About this task
Examine each line of the data, and copy the ones containing "instance".

Dataset records START

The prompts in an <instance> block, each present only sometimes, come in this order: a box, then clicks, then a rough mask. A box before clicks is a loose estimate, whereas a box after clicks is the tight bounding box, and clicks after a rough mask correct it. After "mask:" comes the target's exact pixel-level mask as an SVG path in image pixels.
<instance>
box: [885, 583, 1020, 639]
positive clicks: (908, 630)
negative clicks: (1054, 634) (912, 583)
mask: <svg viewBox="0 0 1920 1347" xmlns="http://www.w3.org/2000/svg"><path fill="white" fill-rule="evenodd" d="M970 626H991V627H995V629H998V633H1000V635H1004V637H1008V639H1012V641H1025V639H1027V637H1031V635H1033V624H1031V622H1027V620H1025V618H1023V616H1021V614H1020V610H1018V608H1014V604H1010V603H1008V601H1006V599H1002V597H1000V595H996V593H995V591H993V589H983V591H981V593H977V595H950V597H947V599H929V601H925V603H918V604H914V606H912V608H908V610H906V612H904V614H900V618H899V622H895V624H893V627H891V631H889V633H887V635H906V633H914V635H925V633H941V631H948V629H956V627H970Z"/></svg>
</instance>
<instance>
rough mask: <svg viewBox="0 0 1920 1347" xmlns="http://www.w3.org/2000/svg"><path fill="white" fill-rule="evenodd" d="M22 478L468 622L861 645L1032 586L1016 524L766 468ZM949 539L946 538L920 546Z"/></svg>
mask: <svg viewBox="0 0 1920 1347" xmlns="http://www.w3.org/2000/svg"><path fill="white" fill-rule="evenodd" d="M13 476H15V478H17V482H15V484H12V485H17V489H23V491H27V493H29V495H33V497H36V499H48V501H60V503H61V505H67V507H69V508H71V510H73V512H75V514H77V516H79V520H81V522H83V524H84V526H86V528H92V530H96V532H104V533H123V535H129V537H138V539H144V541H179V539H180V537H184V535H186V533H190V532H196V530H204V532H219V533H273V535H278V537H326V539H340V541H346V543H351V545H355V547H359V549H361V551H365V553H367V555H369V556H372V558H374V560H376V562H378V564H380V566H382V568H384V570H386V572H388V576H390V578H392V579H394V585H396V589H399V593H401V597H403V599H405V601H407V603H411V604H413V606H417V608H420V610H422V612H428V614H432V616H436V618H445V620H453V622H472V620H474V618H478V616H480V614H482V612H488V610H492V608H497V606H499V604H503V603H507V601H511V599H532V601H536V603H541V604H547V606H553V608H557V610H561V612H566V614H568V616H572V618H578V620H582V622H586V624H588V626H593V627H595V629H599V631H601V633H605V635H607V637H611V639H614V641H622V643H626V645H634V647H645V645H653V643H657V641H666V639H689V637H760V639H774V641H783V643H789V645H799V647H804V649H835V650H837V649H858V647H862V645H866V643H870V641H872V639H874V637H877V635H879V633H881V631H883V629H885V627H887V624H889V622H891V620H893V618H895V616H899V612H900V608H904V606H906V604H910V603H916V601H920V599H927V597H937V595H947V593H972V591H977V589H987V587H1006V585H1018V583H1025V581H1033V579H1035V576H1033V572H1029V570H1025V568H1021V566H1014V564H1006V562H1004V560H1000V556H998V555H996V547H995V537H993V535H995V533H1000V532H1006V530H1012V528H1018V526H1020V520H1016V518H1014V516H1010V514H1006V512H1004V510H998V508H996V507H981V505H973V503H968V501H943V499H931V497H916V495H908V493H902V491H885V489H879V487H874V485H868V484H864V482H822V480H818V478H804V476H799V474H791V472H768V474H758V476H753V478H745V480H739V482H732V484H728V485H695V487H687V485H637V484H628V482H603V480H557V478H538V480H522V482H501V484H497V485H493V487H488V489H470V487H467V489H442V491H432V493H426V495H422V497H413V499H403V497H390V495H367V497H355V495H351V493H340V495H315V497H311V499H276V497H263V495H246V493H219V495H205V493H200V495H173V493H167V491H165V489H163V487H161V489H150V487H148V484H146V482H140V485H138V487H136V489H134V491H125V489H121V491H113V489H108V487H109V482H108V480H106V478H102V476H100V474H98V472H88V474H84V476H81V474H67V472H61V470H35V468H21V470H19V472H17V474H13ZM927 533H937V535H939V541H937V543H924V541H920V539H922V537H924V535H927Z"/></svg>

Dataset records END

Task solution
The prompts in an <instance> block, each present only sometimes, come in this order: a box, then clicks, then a rough mask. A box before clicks is a loose estimate, whereas a box after clicks is the tight bounding box, and clicks after a rough mask correct it. After "mask:" comes the target's exact pixel-level mask as an SVG path in image pixels.
<instance>
</instance>
<instance>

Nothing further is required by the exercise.